> _Records supplied_:
- - - -
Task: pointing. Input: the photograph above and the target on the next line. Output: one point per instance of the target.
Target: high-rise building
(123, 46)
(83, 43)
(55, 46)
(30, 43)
- - - -
> _Your task_: Every line of the data above is to be copied out exactly.

> _Answer space_:
Task: pointing. Input: the photograph above and the target on the next line. Output: one point per instance of the target.
Target: high-rise building
(123, 46)
(83, 43)
(55, 46)
(30, 43)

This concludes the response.